--- SELECTED EXTRACT ---
Finding Covariance of simple joint DF

A joint density function is given by:

f(x, y) = kx 0 < x, y < 1

0 otherwise

Find Cov(X, Y)

******

Those bounds are giving me trouble. At first I read it as 0 < x < y < 1. But I get 2 different values for k depending if I use the direction of f(x) or f(y)...

I found:

f(x) = k - kx^2 which lead to k = 3/2

f(y) = (ky^2)/2 which lead to k = 6

I'm not sure if it's possible to have 2 different values of k like that ?

E(xy) led to another problem, which k to chose ? So I must have done something wrong with those bounds...

Thanks !!!

The Answer is 0

Re: Finding Covariance of simple joint DF

Quote:

Originally Posted by

**TheCountador** A joint density function is given by:

f(x, y) = kx 0 < x, y < 1

0 otherwise

Find Cov(X, Y)

******

Those bounds are giving me trouble. At first I read it as 0 < x < y < 1. But I get 2 different values for k depending if I use the direction of f(x) or f(y)...
--- GIVEN ENTRIES ---
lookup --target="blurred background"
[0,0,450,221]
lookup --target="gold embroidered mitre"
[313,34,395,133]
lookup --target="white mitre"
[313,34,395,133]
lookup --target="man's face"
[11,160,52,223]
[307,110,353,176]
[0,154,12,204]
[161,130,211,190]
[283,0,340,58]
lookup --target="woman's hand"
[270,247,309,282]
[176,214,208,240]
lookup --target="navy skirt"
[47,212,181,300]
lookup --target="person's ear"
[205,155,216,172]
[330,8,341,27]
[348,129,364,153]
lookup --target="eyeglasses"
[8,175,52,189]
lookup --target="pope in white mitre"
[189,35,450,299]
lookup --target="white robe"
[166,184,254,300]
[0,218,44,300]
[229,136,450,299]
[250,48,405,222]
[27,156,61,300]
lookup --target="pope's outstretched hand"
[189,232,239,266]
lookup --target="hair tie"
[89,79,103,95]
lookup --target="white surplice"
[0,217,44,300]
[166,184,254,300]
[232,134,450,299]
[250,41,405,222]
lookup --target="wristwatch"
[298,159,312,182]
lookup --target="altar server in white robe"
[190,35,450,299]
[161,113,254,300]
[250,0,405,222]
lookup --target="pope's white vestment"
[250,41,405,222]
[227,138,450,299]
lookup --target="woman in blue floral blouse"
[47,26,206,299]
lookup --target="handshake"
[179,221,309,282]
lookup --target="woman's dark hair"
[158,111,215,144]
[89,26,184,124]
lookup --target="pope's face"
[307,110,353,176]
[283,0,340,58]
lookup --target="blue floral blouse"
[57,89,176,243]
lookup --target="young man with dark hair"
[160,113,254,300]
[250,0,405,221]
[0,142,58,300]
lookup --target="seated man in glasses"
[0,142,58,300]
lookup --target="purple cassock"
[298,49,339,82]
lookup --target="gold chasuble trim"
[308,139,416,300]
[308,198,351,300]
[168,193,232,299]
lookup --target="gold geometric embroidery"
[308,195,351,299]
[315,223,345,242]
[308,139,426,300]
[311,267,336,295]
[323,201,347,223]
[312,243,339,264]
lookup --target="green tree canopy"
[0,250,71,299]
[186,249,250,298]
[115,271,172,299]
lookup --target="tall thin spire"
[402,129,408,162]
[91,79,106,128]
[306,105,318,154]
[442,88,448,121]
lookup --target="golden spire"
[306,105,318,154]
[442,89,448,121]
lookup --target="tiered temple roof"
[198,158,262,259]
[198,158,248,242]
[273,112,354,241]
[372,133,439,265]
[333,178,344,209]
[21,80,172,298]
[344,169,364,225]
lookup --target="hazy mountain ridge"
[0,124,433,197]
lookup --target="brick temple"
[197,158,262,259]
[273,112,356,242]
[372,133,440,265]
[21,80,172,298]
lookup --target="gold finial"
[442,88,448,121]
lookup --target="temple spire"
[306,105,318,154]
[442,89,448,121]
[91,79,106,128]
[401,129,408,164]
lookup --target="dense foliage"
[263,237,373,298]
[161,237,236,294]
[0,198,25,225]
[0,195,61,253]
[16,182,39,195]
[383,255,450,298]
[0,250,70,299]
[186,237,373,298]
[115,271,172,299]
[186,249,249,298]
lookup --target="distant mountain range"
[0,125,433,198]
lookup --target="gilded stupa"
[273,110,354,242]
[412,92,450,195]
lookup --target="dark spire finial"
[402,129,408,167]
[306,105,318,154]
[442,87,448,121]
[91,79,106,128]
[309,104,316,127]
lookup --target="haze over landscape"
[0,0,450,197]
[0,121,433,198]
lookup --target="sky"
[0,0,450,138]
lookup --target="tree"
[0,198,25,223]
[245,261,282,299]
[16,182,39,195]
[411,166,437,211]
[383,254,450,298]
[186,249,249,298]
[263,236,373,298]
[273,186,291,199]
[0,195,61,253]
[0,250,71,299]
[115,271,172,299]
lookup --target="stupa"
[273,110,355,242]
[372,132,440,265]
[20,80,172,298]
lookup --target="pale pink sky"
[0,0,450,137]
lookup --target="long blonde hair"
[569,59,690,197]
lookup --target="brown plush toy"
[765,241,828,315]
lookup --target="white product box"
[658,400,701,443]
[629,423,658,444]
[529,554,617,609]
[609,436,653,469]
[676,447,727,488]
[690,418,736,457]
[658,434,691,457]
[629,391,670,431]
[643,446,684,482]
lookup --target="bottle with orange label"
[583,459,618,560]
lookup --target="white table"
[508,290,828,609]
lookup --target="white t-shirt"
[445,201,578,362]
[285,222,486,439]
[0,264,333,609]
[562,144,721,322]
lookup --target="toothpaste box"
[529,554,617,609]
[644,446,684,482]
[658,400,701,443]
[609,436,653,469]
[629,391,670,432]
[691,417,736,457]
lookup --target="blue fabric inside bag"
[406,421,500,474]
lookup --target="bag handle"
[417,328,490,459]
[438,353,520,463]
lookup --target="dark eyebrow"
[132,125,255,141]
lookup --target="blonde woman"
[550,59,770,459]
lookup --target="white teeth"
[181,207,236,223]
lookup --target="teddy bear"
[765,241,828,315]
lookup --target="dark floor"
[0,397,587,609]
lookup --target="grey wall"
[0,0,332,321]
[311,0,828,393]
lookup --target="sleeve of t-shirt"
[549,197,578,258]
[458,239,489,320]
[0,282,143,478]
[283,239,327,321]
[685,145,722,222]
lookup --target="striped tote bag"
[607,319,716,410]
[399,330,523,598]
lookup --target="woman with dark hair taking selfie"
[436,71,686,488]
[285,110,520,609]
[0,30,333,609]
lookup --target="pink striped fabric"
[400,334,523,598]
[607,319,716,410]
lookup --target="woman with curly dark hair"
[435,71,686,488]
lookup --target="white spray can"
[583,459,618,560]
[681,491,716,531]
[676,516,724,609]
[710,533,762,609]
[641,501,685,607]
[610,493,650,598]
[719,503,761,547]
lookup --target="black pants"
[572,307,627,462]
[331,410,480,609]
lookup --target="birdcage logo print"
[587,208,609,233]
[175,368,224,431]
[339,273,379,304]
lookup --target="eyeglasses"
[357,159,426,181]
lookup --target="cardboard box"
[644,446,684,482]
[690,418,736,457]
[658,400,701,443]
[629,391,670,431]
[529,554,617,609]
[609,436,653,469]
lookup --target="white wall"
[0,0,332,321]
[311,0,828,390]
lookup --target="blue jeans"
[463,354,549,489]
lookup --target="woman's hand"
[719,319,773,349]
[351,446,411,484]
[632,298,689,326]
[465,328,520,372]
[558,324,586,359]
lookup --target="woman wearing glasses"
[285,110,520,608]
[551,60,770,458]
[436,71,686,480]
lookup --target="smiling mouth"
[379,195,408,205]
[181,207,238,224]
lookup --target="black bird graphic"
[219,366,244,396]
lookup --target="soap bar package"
---
* GIVEN TASK A:
Translate this sentence from the covariance thread into Spanish: "Those bounds are giving me trouble."
* GIVEN TASK B:
Locate every line in the rows that contains the word "finial" and copy each of those lines.

* ANSWER A:
Esos límites me están dando problemas.

* ANSWER B:
lookup --target="gold finial"
lookup --target="dark spire finial"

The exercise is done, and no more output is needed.